◆ **Task instructions**
Output the entries below exactly as written, omitting pictures.
======== Stored records
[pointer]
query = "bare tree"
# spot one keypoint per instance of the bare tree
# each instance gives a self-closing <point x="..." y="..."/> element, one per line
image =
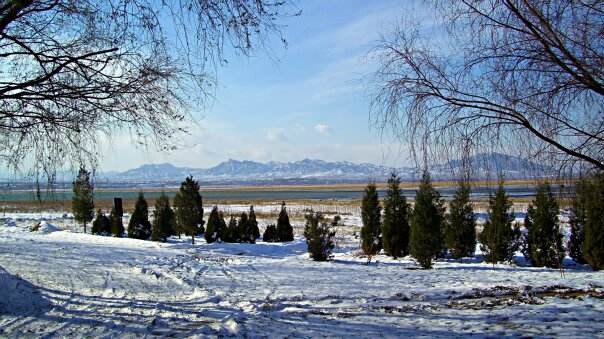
<point x="524" y="76"/>
<point x="71" y="71"/>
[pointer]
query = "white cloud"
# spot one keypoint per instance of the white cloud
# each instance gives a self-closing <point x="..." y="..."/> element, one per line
<point x="275" y="134"/>
<point x="322" y="129"/>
================
◆ **Task result**
[pointer]
query = "bare tree"
# spot one keypoint per instance of the bare tree
# each instance gives a self-closing <point x="..." y="..."/> element, one per line
image =
<point x="524" y="76"/>
<point x="71" y="71"/>
[pointer]
query = "white cloud"
# spot one keypoint per instance of the white cloud
# each instance gives a self-closing <point x="..." y="..."/> element, one per line
<point x="275" y="134"/>
<point x="322" y="129"/>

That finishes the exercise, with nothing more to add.